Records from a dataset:
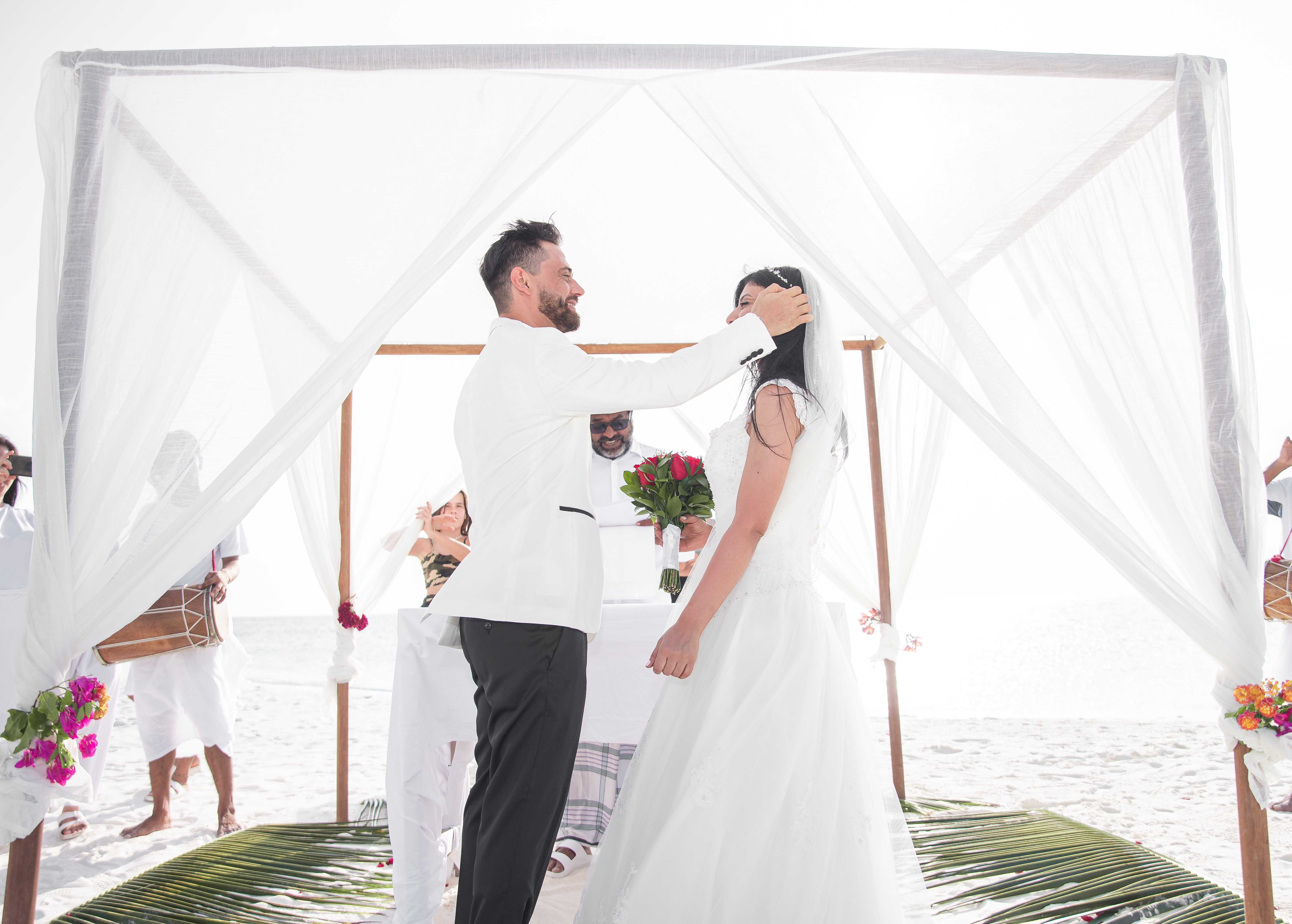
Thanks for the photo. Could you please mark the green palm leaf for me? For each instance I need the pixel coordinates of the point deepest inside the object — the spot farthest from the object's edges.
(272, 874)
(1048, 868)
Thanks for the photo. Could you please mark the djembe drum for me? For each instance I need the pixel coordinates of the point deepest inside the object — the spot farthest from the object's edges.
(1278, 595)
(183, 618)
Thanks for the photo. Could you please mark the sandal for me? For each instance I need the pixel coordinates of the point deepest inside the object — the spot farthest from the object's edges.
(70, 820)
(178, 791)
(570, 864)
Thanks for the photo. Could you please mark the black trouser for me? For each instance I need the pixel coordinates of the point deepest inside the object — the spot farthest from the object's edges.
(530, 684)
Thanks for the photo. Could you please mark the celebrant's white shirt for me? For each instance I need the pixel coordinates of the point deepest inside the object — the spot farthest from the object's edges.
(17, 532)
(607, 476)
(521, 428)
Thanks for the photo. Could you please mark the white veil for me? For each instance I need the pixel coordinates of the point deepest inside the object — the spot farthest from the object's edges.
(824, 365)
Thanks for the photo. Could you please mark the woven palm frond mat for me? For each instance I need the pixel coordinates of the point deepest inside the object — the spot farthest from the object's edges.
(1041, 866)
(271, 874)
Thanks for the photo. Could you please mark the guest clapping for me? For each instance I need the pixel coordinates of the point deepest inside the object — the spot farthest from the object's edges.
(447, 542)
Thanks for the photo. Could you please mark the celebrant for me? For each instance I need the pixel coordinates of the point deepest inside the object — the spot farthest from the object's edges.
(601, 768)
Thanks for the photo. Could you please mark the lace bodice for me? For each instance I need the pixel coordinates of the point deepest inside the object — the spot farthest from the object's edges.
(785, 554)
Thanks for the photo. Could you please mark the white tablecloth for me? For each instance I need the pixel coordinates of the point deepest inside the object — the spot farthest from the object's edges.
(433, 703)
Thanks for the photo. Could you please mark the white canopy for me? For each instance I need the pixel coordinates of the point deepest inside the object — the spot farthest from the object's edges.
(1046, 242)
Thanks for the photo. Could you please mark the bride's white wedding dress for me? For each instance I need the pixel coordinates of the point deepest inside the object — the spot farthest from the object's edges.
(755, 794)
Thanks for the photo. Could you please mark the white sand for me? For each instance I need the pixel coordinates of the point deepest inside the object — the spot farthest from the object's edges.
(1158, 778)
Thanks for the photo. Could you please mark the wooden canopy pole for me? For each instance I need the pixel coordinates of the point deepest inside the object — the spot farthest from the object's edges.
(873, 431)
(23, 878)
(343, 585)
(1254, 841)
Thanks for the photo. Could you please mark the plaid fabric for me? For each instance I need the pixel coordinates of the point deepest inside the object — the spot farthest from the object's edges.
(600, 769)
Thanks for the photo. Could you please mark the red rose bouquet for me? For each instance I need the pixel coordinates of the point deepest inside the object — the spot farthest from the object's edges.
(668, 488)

[What to work on] Without the pictures, transcribe the listing above exactly.

[Response]
Thanks for the photo. Could you please mark the green palm leaf for me? For each instance I need the pixel coordinates of the point deepest inside the object — the spot farthest from the object's edges.
(272, 874)
(1048, 868)
Thanks for the photo. Could you please mark the djembe drum for me? For each instance I need the pixel coordinates of the point deepest inside the object — the spot farthest from the object's edges.
(1278, 595)
(183, 618)
Thanks for the photo. Could you please mark the sandal for me? For each instance I need the pixel coordinates of the point deepest inside the object — the spot farthest from the object's edges.
(70, 820)
(178, 791)
(570, 864)
Thanks for the photo. Could you please mark the black trouser for me? For each instance I need the pixel coordinates of the point deepest inside the object — the spot farthest from the object's edges.
(530, 684)
Thanks for the photo. Could you please mark the celebrant's white shirt for me? For each instance I need the pixel coordinates of the point deepest inside the object — the spot farthest from the object's edges.
(17, 532)
(607, 476)
(521, 428)
Thanks for the photo. Could you please mark the white veil for me? For each instance I need the pixel coordinates of the point deepest inside the object — the spot farthest from the object's edges.
(824, 365)
Thanks for the photo. Could you please mark the woven palm frond mat for me? For each instance I need the pixel coordinates of the point deepest inside the object — the spot farthest from the object's edges.
(1041, 866)
(271, 874)
Thanks for the photo. Could you please mark the guest clapping for me? For each instance I need the pixel coordinates of the point deepest inside the object — the spot farthest from the object's edges.
(447, 542)
Thanks for the photo. Could you please mark the celebrant for me? For each instance I need the pixel coordinates of the point deepest inside the object — the spot farthest from the object's edges.
(601, 768)
Thanks for the photo. Could you please mark the lace bodice for me? For each instance I need the pixel coordinates of the point deepest inside the object — the spot farthest from the object's edges.
(785, 554)
Thanks for the photo. Could you please mark the white tablecloth for me? For each instance I need the pixel coordinates of the point deepest inside the object — the spot farthest from the object's edges.
(433, 703)
Thanks for the photo. Could you please mark the white canopy for me? For each instance I need the pixel coordinates of the point deepest inside the object — the spot farthest from the object's edges.
(1046, 242)
Thanks for the photo. Could you please mark the bride's white wedding dress for me? For each instance I need the pixel coordinates of the point deepest inside the object — the spot farthest from the object's edges.
(755, 794)
Thanks for the photo. Could you please mark the white sand for me? For each instance I need the pixel coordinates of the point deepest inside the object — the spot farthest from the object's edges.
(1158, 778)
Thanks for the photo. Could you please mark the wooden canopy pole for me? For each instance I need the pixel coordinates of the point deepest inside the object — the spot farthest from the object's edges.
(873, 431)
(23, 878)
(343, 585)
(1254, 841)
Thanks for the photo. Could you please mark the plaid fabric for me? For each instance I need the pixel coordinates of the point deepest inside the object — the spot farthest from the object's edges.
(600, 769)
Thanks for the photo. Could you please mark the red rose bouquet for me? For each instance I need the pixel coordinates of the point deepest inside the object — the spot farthest from the object's edges.
(668, 488)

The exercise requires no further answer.